-- EXERCISE MATERIAL follows --

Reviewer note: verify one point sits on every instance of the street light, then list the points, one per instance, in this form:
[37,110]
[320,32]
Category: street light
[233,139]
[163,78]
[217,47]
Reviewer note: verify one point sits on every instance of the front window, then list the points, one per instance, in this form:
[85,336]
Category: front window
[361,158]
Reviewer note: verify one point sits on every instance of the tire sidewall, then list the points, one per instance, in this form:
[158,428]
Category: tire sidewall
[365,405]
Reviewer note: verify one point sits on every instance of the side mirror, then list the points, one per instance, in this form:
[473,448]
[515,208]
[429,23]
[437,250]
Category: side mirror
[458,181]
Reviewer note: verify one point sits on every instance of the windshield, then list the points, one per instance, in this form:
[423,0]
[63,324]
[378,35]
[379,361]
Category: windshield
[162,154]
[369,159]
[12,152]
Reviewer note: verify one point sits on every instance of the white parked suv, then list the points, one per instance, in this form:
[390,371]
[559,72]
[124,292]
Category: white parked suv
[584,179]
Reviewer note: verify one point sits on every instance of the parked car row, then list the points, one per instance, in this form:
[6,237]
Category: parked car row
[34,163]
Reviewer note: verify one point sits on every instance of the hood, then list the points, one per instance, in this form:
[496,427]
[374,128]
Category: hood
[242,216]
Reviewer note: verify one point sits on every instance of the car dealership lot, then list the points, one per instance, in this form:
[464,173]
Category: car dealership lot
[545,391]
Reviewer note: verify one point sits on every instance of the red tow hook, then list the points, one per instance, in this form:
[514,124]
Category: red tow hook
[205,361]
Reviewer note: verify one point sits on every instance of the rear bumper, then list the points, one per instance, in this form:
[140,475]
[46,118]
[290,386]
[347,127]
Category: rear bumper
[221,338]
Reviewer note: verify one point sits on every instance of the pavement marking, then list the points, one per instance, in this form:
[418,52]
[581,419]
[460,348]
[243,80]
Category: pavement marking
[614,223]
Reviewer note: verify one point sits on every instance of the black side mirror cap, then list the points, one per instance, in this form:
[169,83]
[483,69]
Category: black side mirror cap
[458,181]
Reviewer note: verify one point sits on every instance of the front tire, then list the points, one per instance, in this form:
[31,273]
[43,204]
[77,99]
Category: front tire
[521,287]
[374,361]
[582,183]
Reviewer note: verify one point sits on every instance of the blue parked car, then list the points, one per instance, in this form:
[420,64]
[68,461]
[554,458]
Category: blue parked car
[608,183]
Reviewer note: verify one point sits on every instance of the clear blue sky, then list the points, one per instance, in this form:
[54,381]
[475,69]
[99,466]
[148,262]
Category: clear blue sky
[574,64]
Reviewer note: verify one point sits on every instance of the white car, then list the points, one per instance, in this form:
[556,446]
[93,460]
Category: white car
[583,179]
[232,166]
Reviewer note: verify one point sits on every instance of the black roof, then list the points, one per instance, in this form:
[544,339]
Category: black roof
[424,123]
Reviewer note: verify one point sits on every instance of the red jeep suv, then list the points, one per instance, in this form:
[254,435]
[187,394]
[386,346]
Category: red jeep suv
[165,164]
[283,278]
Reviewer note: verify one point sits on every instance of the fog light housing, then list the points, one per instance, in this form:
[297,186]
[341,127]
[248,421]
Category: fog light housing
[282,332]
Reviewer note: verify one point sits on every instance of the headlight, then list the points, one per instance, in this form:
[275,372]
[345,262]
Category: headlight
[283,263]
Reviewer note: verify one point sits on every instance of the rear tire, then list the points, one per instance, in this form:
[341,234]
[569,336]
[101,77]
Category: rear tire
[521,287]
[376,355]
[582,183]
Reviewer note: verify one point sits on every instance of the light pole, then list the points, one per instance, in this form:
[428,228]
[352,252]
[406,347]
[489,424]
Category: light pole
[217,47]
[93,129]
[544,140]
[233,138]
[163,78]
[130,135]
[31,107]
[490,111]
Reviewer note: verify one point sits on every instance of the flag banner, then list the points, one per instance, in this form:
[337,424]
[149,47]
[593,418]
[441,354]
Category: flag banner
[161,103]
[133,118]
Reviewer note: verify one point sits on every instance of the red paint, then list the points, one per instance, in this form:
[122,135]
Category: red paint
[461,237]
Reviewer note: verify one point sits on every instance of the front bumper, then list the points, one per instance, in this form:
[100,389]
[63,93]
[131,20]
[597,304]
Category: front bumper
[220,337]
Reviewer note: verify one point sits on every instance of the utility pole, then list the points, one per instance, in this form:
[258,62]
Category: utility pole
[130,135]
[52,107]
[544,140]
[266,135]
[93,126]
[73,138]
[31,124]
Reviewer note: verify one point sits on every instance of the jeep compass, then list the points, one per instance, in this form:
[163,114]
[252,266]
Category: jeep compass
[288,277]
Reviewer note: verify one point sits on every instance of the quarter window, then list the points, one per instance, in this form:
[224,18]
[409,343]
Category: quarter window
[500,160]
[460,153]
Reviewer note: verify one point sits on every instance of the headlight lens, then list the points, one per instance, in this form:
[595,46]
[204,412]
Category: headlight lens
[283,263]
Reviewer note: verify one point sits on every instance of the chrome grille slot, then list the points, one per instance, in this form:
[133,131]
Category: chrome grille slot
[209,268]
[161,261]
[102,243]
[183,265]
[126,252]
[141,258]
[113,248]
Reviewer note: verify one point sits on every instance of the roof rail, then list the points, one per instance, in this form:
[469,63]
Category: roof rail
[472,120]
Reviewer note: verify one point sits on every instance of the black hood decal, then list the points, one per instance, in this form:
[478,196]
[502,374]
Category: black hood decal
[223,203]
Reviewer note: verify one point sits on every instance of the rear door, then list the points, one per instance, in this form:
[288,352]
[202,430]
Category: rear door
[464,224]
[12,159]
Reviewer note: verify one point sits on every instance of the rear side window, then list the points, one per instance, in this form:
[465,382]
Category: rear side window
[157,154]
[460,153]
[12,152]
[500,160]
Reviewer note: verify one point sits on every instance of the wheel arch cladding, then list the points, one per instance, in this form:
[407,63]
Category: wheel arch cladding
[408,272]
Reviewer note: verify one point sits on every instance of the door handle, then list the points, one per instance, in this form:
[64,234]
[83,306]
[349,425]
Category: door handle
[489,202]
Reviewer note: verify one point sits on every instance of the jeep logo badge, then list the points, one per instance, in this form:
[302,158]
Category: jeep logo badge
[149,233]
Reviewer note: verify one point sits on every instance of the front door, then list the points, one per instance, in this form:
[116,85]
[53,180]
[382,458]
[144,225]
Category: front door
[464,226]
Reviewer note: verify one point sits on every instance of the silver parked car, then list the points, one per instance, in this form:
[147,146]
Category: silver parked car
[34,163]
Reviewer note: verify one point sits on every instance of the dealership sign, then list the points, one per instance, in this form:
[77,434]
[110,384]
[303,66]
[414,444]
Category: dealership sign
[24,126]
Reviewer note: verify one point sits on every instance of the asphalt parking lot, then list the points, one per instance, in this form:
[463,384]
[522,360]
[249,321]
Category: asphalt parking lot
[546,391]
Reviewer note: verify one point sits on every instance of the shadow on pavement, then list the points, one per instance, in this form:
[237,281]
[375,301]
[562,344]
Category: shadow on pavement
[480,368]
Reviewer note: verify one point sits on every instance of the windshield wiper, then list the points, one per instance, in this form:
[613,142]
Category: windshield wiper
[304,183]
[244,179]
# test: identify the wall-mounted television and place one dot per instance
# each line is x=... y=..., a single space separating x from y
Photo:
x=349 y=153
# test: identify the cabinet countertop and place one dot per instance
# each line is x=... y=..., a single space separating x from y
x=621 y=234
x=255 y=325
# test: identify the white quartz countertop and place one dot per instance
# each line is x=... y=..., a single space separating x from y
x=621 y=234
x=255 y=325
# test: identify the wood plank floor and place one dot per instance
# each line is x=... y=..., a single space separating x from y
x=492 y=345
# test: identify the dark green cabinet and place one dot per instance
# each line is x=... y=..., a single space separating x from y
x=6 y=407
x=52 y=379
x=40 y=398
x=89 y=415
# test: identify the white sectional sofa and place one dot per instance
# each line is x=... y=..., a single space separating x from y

-- EXERCISE MATERIAL concluded --

#### WHAT YOU ARE ASKED TO DO
Copy the lines above that hold the word "test".

#### OUTPUT FOR THIS TASK
# test: identify the wall-mounted television and place one dot per instance
# test: identify the cabinet countertop and place one dot per instance
# test: identify the white quartz countertop and place one dot per instance
# test: identify the wood plank floor and place one dot per instance
# test: identify the dark green cabinet and place one dot per instance
# test: identify the white sectional sofa and place one dot per instance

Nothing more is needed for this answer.